Selected text ▸
******

Skip to content

filanovskiy/terraform-oci-bds

Repository files navigation

Big Data Service stack

This terraform scripts allow to user provision stack of OCI resources needed for Big Data Service, including service itself:

  • Compartment where all resources will be provisioned
  • Couple of Edge Nodes
    • Add these edge nodes into Cloudera manager and deploy cluster config on it
    • Kerberos principal "opc" and add keytab file on Edge nodes (password is the same as Cloudera Manager)
    • Create Load Balancer infront of edge nodes
  • Big Data Service
  • BDS admin user/password and group (in OCI)
  • Security Policies required by:
    • Big Data Service
    • Oracle Function
    • Data Catalog
    • Data Integration Service
    • Add edge nodes into Dynamic Group and allow to manage all resources in the demo compartment
  • Network artifacts:
    • VCN
    • Subnet
    • Service Gateways
    • NAT gateway
    • Internet gateway
    • Security lists with appropriate settings
    • Routing tables
    • DHCP
  • Public IP (and assign it to Cloudera Manager host)
  • Pull zeppelin image on the Cloudera Manager host
  • Create Application and "Hello World" function
  • Create API gateway
  • Create Data Catalog Instance
  • Create Data Integration workspace
  • Scripts to download test data sets

In order to provision it, user have to follow steps:

  1. Provision some client compute instance in OCI (this instance can be removed after terraform scrips finish it work). There are multiple ways, for example:
  1. as part of provisioning you may need to create key pair. Detailed information you can find here, to keep it short and match with env-vars.sh settings, just run:

sudo ssh-keygen -t rsa -N "" -b 2048 -C demoBDSkey -f userdata/demoBDSkey

Note: to keep it simple I suggest to use same kaypair for BDS cluster and edge node

create Dynamic Group and put this host into this Dynamic Group. More details on how to do this you can find here

  1. after host provisioned, ssh to this host, like this:

ssh -i myPrivateKey opc@<ip address>

Note: you can search for host PublicIP on the host page:

PublicIP

  1. Install git and terraform:

$ sudo yum install -y git terraform

  1. clone terrform repository:

$ git clone https://github.com/filanovskiy/terraform-oci-bds.git

  1. go to repository dir and init terraform provider:

$ cd terraform-oci-bds

$ terraform init

  1. after this user have to fill up enviroment varibles in env-vars.sh
Name of the varible Description Comments
TF_VAR_tenancy_ocid Tenancy OCID Have to be updated
TF_VAR_compartment_name Name of the compartment, that will be created Can leave as is
TF_VAR_home_region Home region Have to be updated
TF_VAR_region Region where stack will be provisioned Can leave as is
TF_VAR_bds_instance_cluster_admin_password Cloudera Manager admin password It's better to update
TF_VAR_ssh_keys_prefix Prefix of ssh-rsa kay pair Can leave as is (don't forget to generate keys)

******

Source excerpt ▸
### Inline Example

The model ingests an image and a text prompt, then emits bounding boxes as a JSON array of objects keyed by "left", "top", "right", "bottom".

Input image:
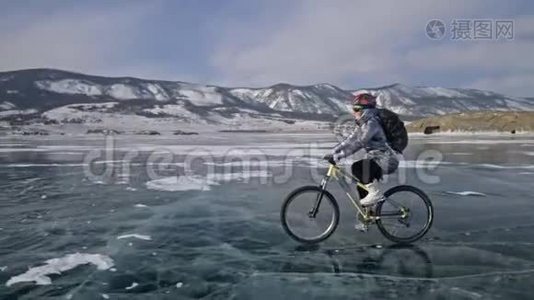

******

Task 1 ▸ From the Big Data Service stack README, return the passage that begins at the words "This terraform scripts" and stops after "as Cloudera Manager)".
Task 2 ▸ List every network artifact that the Big Data Service stack README says the scripts provision.
Task 3 ▸ Extend the Big Data Service stack README from its final table row onward.

Expected answer 1 ▸
This terraform scripts allow to user provision stack of OCI resources needed for Big Data Service, including service itself:

  • Compartment where all resources will be provisioned
  • Couple of Edge Nodes
    • Add these edge nodes into Cloudera manager and deploy cluster config on it
    • Kerberos principal "opc" and add keytab file on Edge nodes (password is the same as Cloudera Manager)

Expected answer 2 ▸
VCN
Subnet
Service Gateways
NAT gateway
Internet gateway
Security lists with appropriate settings
Routing tables
DHCP

Expected answer 3 ▸
TF_VAR_ssh_public_key Path to public key Can leave as is (don't forget to generate keys)
TF_VAR_ssh_private_key Path to private key Can leave as is (don't forget to generate keys)
TF_VAR_bds_cluster_name Big Data Service cluster name Can leave as is

To obtain tenancy go to the OCI Web UI and click on the user icon in the up right corner and there choose tenancy:

TenancyInfo

At this page you will need to obtain "TF_VAR_tenancy_ocid" and "TF_VAR_home_region" values

Note: you may want to generate ssh key pair. You may simply run this command to match env-vars.sh config:

$ sudo ssh-keygen -t rsa -N "" -b 2048 -C demoBDSkey -f userdata/demoBDSkey

$ sudo chown opc:opc userdata/demoBDSkey*

  1. apply this enviroment varibles:

$ source env-vars.sh

  1. Run provisioning:

$ terraform apply -auto-approve

  1. After script finished, user will see output, containing:
  • Edge node IPs
  • Compartment OCID
  • BDS Admin username
  • BDS Admin one time password (you have to change it right after login)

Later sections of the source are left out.